■ What this task involves
In the material below, repeat only the lines from the one that holds "A point falls on each instance of the white roof" through the final line, exactly as they stand.

■ Available records

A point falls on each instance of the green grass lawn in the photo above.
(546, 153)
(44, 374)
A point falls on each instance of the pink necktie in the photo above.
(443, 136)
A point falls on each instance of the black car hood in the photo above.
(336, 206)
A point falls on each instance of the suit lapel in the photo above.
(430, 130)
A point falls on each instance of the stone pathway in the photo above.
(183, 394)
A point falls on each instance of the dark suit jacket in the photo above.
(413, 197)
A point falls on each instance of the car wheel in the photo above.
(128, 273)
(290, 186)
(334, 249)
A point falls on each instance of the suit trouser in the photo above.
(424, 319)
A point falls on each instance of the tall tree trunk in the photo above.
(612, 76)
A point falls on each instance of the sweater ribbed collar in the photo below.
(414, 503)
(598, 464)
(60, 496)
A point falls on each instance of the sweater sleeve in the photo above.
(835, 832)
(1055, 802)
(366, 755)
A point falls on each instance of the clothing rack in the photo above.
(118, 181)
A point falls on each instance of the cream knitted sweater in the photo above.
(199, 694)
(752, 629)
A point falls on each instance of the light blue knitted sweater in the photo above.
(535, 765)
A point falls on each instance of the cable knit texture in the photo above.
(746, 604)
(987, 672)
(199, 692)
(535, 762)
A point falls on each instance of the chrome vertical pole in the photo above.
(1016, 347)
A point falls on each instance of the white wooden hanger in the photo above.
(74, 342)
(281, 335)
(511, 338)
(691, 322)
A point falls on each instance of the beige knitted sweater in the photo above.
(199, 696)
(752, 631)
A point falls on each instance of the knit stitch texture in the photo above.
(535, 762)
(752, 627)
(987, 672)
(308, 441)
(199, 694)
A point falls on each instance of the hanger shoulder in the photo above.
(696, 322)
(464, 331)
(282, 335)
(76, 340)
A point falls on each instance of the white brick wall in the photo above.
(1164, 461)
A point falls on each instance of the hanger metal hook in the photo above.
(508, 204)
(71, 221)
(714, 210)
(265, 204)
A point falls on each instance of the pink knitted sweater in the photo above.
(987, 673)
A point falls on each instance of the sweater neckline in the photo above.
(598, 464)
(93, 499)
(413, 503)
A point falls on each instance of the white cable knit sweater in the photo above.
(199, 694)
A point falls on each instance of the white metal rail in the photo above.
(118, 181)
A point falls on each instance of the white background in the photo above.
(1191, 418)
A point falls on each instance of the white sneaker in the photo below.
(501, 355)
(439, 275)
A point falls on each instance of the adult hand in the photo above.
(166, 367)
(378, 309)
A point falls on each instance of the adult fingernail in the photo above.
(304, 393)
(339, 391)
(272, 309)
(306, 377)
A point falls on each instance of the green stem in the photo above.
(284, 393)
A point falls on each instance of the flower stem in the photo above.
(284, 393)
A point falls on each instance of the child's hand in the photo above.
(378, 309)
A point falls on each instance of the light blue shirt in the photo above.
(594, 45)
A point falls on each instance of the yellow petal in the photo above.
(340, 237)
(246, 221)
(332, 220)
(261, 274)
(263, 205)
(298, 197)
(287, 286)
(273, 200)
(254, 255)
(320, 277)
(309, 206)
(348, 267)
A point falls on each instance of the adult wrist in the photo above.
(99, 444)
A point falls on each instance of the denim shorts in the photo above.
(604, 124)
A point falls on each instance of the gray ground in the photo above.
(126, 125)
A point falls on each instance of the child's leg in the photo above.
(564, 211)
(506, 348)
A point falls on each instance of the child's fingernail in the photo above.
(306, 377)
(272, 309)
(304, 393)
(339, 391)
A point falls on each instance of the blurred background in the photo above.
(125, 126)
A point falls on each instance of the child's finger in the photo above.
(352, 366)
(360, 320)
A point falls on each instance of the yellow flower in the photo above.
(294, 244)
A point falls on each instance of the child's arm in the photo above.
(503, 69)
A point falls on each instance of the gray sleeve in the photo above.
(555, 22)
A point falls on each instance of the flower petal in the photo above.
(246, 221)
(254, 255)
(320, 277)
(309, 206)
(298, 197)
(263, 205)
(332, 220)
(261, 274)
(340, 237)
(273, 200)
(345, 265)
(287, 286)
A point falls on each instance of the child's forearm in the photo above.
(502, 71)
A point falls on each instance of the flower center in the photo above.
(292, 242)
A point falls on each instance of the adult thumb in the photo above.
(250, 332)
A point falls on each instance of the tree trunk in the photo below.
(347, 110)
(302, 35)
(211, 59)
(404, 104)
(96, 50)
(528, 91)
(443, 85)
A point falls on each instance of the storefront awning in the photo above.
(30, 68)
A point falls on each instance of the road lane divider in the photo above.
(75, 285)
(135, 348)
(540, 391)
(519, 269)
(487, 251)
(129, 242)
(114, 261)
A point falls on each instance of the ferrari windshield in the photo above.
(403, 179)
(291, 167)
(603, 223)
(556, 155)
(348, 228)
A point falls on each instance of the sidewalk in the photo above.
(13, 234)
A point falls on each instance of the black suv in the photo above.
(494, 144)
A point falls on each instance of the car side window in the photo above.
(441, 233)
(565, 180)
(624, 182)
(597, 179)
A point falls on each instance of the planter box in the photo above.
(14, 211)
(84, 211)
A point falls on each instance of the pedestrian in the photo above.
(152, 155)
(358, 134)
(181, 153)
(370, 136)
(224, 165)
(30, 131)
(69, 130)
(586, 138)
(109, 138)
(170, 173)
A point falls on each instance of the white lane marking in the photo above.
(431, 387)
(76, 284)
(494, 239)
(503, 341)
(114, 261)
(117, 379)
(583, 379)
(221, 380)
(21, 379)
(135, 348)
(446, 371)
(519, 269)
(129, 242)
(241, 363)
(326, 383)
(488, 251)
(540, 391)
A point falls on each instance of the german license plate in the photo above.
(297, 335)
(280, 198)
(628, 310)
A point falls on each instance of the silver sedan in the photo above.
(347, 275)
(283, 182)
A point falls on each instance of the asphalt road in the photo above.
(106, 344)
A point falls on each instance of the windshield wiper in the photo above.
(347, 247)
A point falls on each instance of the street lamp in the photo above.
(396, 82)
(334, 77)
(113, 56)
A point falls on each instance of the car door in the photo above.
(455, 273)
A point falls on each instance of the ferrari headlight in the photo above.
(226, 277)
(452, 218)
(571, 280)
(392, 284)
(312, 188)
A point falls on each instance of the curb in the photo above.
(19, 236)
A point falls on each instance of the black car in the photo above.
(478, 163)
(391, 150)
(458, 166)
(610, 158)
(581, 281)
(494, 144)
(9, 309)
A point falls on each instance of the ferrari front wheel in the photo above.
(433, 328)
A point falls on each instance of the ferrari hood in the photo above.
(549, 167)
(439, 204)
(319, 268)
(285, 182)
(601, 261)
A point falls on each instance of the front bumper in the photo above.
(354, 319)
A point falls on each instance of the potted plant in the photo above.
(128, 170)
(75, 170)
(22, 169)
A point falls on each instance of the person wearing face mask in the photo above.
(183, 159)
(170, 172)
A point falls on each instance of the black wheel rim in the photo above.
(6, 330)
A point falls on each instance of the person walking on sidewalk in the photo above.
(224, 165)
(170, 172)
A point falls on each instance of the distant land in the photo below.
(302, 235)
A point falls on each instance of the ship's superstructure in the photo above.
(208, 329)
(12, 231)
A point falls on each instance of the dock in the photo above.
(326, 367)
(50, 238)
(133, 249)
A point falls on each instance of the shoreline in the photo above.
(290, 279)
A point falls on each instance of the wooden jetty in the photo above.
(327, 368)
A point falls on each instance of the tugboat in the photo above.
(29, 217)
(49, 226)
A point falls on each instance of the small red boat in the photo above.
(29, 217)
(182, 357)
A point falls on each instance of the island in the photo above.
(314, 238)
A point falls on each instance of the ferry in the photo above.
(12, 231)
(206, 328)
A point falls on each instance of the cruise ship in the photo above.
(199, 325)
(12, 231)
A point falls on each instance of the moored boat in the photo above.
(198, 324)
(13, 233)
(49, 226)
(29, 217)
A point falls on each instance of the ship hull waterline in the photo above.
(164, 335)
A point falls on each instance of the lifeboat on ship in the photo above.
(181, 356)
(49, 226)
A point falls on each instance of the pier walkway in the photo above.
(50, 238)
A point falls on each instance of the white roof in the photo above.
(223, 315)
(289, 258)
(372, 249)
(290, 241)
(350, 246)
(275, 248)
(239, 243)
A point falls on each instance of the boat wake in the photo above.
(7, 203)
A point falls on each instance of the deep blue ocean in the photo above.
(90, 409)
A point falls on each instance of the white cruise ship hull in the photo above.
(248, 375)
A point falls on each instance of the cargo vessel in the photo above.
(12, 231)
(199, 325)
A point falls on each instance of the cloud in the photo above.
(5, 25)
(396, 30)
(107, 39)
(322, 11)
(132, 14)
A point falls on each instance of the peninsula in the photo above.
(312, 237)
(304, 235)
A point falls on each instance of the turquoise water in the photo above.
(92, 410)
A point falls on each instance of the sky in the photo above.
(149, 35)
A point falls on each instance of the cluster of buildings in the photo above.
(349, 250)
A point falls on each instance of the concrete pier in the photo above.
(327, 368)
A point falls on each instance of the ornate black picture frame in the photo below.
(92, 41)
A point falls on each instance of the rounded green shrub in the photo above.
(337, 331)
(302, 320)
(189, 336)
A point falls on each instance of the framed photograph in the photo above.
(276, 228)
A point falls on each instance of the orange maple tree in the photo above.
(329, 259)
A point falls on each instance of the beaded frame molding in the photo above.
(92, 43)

■ Task response
A point falls on each instance of the white roof in the photo above.
(223, 315)
(289, 258)
(372, 249)
(290, 241)
(350, 246)
(275, 248)
(239, 243)
A point falls on each instance of the boat wake in the photo above.
(7, 203)
A point falls on each instance of the deep blue ocean in the photo above.
(90, 409)
A point falls on each instance of the white cruise ship hull in the photo above.
(248, 375)
A point falls on each instance of the cargo vessel in the photo above.
(12, 231)
(199, 325)
A point falls on each instance of the cloud in the photo above.
(5, 25)
(396, 30)
(107, 39)
(322, 11)
(132, 14)
A point falls on each instance of the peninsula in the photo above.
(312, 237)
(304, 235)
A point falls on each instance of the turquoise water in the photo above.
(92, 410)
A point falls on each instance of the sky in the photo above.
(149, 35)
A point falls on each instance of the cluster of buildings in the photo above.
(349, 250)
A point falls on each instance of the concrete pier in the photo above.
(327, 368)
A point falls on each instance of the ornate black picture frame in the photo below.
(92, 41)
A point falls on each instance of the rounded green shrub in the photo above.
(337, 331)
(302, 320)
(189, 336)
A point falls on each instance of the framed photograph in the photo above.
(276, 228)
A point falls on each instance of the orange maple tree in the photo above.
(329, 259)
A point falls on each instance of the beaded frame molding in the photo above.
(92, 43)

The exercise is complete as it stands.